What the task requires ▸
The answer must be every line of the records below that holds the word "valve".

Data excerpts ▸
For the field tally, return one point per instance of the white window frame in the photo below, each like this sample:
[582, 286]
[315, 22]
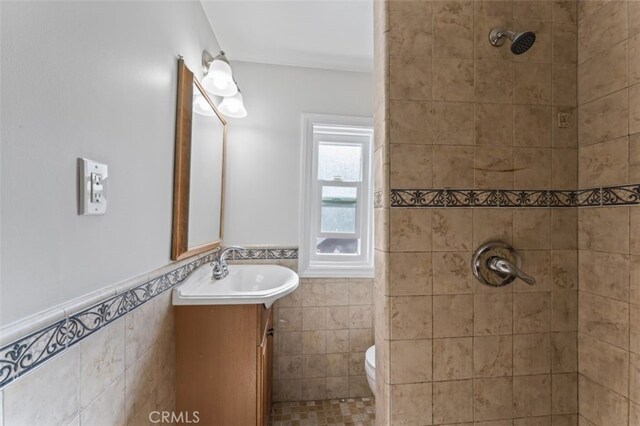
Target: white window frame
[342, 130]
==
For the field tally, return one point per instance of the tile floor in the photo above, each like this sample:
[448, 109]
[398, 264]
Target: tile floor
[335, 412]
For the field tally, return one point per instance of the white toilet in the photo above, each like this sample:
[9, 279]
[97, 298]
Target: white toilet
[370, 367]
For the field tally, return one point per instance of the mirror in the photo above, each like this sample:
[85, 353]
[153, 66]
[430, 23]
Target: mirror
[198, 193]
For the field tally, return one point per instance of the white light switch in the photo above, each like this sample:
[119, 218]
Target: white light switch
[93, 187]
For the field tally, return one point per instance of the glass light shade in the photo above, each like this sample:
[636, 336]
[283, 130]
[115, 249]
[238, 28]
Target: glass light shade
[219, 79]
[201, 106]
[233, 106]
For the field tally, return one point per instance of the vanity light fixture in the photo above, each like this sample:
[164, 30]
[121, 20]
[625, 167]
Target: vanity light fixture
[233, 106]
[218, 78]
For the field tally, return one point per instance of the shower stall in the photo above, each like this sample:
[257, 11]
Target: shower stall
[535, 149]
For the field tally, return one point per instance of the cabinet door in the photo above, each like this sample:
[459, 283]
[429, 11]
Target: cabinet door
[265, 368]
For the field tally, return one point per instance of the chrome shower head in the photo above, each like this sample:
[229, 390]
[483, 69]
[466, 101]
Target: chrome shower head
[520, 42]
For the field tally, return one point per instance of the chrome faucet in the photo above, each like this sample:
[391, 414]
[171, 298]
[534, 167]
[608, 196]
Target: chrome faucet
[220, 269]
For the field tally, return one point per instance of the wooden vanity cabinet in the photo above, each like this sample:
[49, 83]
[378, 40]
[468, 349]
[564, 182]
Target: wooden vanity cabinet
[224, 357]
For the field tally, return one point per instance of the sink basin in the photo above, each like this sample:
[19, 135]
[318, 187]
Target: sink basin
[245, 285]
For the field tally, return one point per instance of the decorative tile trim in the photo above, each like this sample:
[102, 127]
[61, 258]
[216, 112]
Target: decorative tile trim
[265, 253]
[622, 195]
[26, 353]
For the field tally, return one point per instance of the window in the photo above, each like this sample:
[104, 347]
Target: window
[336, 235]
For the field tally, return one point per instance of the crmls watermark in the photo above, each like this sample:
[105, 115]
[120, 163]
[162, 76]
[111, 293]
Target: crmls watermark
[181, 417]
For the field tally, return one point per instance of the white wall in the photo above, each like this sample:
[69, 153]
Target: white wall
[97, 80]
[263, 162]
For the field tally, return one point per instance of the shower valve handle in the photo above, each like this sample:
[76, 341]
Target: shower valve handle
---
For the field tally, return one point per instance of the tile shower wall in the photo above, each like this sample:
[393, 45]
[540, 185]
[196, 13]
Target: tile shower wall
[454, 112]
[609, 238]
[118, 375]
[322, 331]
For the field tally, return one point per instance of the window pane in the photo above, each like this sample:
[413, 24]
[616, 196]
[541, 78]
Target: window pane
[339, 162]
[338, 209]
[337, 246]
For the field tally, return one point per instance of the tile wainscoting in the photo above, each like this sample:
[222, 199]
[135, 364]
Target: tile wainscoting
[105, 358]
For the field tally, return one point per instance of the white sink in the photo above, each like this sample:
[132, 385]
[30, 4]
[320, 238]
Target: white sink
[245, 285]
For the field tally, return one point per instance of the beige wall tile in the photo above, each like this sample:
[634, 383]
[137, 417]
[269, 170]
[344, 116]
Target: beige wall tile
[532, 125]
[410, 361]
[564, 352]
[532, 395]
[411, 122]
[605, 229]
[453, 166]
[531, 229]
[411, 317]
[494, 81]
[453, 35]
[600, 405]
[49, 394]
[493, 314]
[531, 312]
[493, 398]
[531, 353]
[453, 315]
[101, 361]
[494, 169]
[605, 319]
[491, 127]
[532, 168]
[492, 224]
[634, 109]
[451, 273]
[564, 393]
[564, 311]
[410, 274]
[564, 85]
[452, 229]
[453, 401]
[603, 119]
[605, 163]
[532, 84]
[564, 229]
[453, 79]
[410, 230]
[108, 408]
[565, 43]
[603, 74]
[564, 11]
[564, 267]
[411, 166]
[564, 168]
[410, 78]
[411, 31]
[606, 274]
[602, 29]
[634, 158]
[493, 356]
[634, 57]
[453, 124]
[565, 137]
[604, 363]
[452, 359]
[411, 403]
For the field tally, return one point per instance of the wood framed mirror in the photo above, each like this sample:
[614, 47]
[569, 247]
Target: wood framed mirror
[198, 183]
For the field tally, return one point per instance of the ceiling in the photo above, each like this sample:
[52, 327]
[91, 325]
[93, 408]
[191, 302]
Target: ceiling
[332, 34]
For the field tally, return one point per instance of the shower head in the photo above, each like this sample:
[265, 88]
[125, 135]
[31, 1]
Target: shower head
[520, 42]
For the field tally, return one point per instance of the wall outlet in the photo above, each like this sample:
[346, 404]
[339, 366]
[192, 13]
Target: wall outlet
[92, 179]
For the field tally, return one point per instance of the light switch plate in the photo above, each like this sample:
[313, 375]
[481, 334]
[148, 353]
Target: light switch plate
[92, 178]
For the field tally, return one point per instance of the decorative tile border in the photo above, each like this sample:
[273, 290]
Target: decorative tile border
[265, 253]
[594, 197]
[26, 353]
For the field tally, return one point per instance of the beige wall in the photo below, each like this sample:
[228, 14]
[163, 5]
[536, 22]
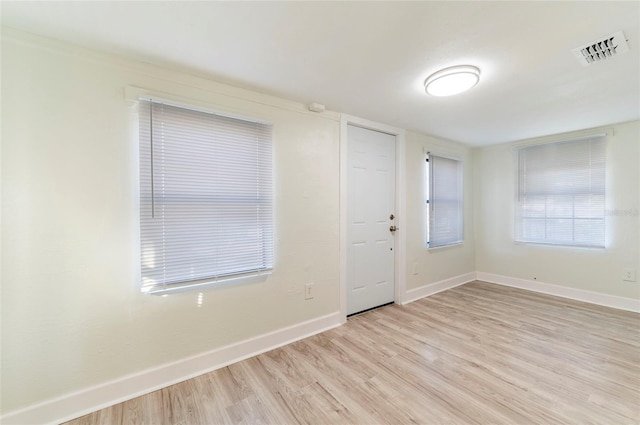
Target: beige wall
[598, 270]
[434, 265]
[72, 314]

Answer below ▸
For the field tally, return one point per instance of the shower valve handle in the photo above, each like this sample:
Target: shower valve handle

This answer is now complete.